**Artikel:**
Der in Potsdam und Berlin lebende Musiker Matthew Jones stellte ausgewählte Passacaglien von Angelo Michele Bartolotti auf der Barockgitarre vor. Mit einem Zyklus von 24 Passacaglien durch alle gängigen Dur- und Moll-Tonarten hatte Bartolotti sein 1640 herausgegebenes „Libro Primo di Chitarra Spagnola“ eröffnet. Ein Fingerzeig, mit dem der Musiker Bartolotti, der später am Hofe Ludwig XIV. in Versailles die Theorbe spielte und als bester seiner Zunft galt, seine Meisterschaft als Komponist unter Beweis stellte. Jones, gebürtiger Australier, plant im kommenden Jahr die Aufnahme einer Doppel-CD mit allen 24 Passacaglien, wobei jeweils die letzte Variation in die Tonart der nächsten moduliert. Im Kammermusiksaal stellte er 12 dieser Passacaglien vor.

**Extrahierte Datensätze:**

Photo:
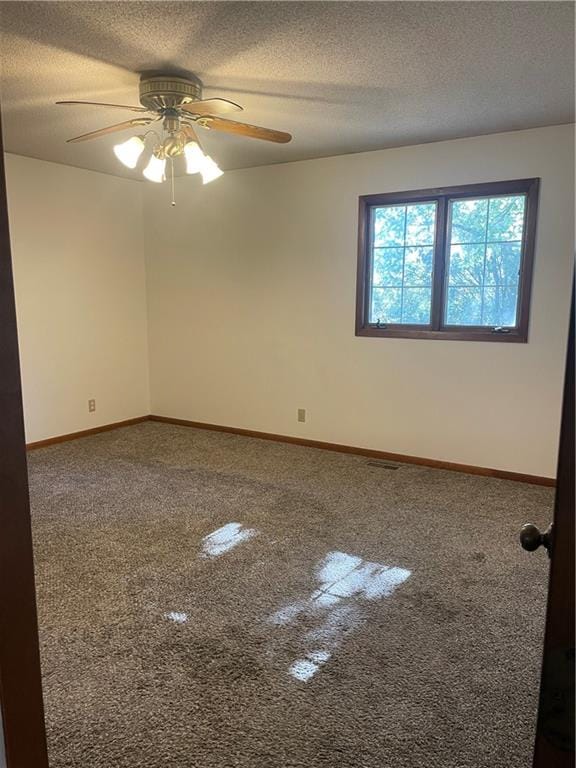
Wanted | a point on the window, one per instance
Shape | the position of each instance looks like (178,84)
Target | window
(452,263)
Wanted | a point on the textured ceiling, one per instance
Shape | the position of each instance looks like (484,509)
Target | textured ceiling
(340,76)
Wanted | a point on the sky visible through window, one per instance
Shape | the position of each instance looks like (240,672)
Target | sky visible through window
(484,251)
(402,258)
(485,242)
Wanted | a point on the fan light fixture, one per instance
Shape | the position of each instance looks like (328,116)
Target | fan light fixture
(177,104)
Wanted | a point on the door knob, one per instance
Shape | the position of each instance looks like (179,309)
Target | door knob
(531,537)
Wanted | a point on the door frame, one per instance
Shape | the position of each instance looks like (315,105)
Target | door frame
(20,678)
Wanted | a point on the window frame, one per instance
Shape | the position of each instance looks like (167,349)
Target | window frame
(438,328)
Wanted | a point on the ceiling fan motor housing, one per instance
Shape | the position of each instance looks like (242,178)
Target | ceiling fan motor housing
(159,93)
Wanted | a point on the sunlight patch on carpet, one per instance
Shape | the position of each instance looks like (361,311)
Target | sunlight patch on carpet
(345,581)
(226,538)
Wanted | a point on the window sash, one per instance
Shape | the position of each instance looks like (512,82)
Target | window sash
(443,198)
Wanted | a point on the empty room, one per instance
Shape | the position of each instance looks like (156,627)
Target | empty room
(287,384)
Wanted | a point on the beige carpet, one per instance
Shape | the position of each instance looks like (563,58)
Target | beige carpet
(214,601)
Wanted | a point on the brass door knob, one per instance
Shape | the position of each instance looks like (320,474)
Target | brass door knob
(531,537)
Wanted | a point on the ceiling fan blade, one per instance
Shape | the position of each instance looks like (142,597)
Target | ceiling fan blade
(100,104)
(243,129)
(112,129)
(209,106)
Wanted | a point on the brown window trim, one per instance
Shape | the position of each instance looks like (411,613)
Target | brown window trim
(437,329)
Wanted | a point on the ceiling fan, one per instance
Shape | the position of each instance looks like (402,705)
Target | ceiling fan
(176,102)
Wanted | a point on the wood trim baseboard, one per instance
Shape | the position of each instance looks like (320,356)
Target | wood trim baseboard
(85,433)
(338,447)
(370,452)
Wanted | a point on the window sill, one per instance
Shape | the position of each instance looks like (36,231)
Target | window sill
(452,334)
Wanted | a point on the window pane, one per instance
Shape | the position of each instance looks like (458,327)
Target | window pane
(416,304)
(420,224)
(387,266)
(484,260)
(466,265)
(503,263)
(469,221)
(386,305)
(402,263)
(464,306)
(499,307)
(506,218)
(418,267)
(389,225)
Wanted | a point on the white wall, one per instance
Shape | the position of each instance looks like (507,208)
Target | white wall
(77,249)
(251,299)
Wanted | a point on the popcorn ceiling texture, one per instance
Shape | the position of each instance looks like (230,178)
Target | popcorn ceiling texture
(157,653)
(341,76)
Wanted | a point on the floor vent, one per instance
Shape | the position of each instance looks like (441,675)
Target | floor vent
(382,465)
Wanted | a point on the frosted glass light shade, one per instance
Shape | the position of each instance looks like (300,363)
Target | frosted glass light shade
(210,170)
(154,171)
(195,158)
(129,151)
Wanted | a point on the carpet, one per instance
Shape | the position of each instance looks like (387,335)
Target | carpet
(214,601)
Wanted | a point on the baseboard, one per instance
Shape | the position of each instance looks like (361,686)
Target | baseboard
(370,452)
(85,433)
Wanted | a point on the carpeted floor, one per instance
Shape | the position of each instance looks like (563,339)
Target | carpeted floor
(213,601)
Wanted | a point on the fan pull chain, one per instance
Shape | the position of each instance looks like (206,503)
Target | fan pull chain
(172,180)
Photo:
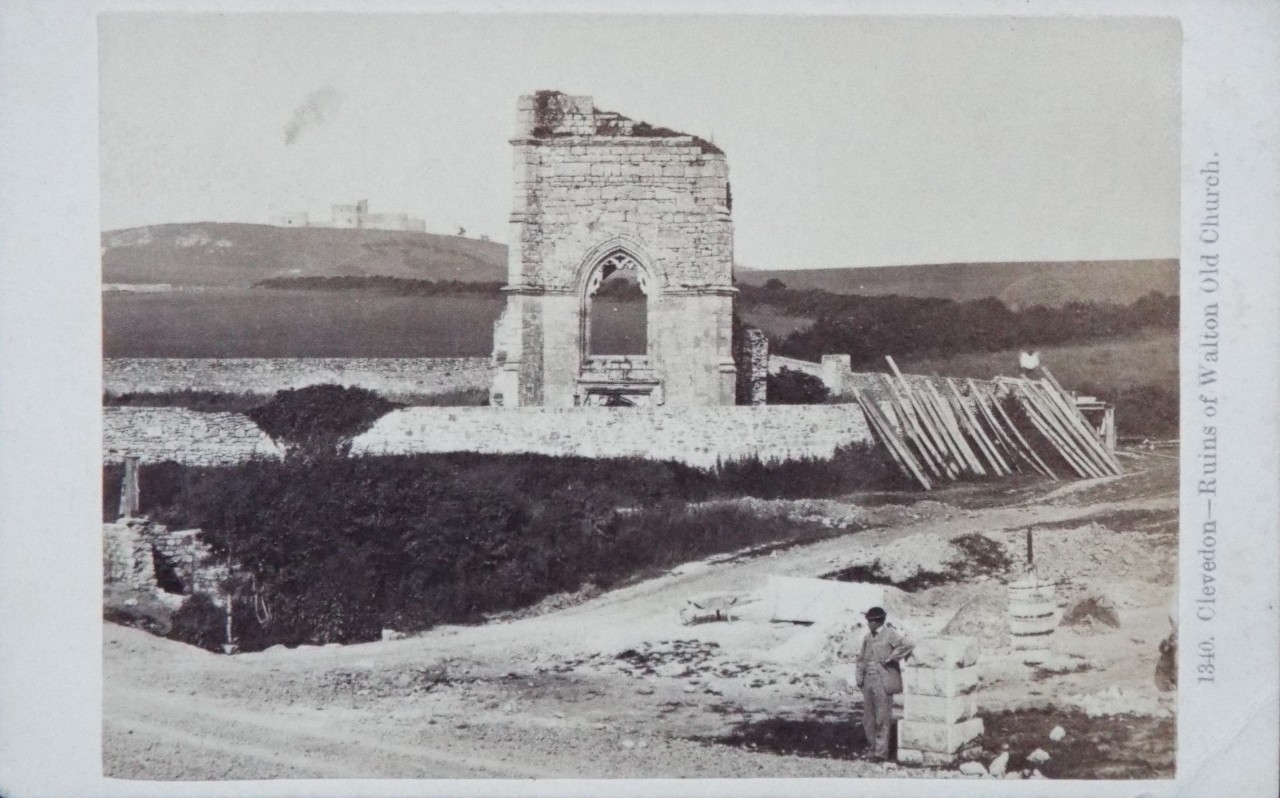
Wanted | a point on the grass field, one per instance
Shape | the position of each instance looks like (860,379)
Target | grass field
(260,323)
(247,323)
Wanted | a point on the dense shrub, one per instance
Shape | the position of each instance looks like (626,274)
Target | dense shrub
(200,623)
(790,387)
(319,420)
(342,547)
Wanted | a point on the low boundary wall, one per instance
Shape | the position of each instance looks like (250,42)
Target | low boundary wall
(156,434)
(387,375)
(698,436)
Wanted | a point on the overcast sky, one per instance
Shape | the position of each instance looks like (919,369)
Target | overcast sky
(850,141)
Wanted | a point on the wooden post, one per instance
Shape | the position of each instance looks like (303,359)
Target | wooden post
(976,431)
(131,495)
(1031,450)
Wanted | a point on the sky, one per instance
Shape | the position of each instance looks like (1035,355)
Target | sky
(851,141)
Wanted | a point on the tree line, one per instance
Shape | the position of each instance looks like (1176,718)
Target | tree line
(869,327)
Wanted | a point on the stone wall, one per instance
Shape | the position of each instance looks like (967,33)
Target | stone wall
(133,548)
(752,354)
(698,436)
(155,434)
(391,377)
(127,555)
(188,559)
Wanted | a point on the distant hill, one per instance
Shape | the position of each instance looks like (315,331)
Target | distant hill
(1018,285)
(238,255)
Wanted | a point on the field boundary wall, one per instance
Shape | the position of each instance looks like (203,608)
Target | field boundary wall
(696,436)
(391,377)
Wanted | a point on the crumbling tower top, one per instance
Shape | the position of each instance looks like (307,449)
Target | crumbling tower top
(595,192)
(553,114)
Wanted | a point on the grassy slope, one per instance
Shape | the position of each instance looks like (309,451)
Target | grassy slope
(231,255)
(1015,283)
(1147,360)
(225,255)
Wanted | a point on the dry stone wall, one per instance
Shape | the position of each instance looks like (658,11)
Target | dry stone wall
(698,436)
(389,377)
(127,555)
(155,434)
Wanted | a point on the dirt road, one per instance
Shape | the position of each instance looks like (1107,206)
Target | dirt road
(618,687)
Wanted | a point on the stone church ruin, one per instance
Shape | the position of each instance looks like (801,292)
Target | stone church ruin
(595,194)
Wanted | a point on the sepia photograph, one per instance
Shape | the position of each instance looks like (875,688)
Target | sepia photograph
(639,396)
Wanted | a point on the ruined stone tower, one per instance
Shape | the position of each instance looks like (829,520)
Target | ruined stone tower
(595,192)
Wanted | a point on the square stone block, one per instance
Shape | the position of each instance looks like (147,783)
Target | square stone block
(938,738)
(931,758)
(945,652)
(938,708)
(933,682)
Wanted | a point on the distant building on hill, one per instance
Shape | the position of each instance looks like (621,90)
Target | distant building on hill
(356,217)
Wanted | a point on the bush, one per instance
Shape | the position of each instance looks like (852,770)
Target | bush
(200,623)
(790,387)
(319,420)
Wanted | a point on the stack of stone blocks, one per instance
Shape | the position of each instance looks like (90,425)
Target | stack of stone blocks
(940,723)
(590,185)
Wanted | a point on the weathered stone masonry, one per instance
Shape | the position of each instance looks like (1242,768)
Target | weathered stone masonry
(595,191)
(698,436)
(155,434)
(391,377)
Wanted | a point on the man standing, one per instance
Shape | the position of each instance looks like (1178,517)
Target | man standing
(880,675)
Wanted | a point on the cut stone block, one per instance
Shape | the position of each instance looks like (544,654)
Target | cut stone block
(1024,642)
(928,758)
(938,738)
(1032,625)
(945,652)
(933,682)
(938,708)
(910,756)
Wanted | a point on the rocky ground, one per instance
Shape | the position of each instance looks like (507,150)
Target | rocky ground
(616,684)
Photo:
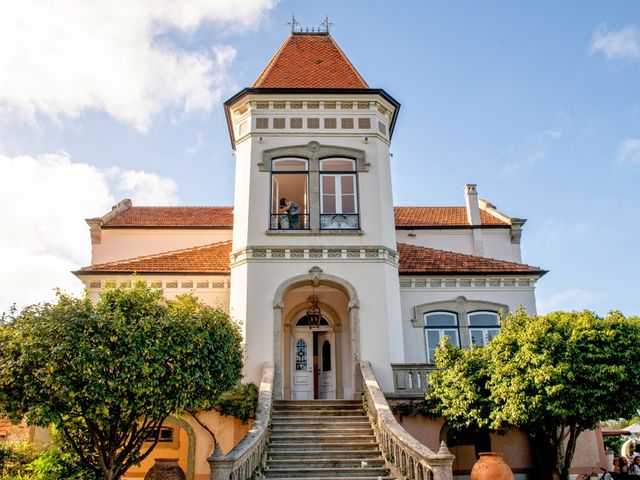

**Aufgabe A:** In welchem Jahr gab Bartolotti laut dem Artikel sein „Libro Primo di Chitarra Spagnola“ heraus?
**Aufgabe B:** Gib den Abschnitt des Artikels, beginnend bei „Der in Potsdam“ und endend bei „dieser Passacaglien vor.“, noch einmal wieder und ersetze darin „Barockgitarre“ durch „Laute“.
Die Datensätze haben mit dem Artikel nichts zu tun.

**Lösung A:** 1640

**Lösung B:**
Der in Potsdam und Berlin lebende Musiker Matthew Jones stellte ausgewählte Passacaglien von Angelo Michele Bartolotti auf der Laute vor. Mit einem Zyklus von 24 Passacaglien durch alle gängigen Dur- und Moll-Tonarten hatte Bartolotti sein 1640 herausgegebenes „Libro Primo di Chitarra Spagnola“ eröffnet. Ein Fingerzeig, mit dem der Musiker Bartolotti, der später am Hofe Ludwig XIV. in Versailles die Theorbe spielte und als bester seiner Zunft galt, seine Meisterschaft als Komponist unter Beweis stellte. Jones, gebürtiger Australier, plant im kommenden Jahr die Aufnahme einer Doppel-CD mit allen 24 Passacaglien, wobei jeweils die letzte Variation in die Tonart der nächsten moduliert. Im Kammermusiksaal stellte er 12 dieser Passacaglien vor.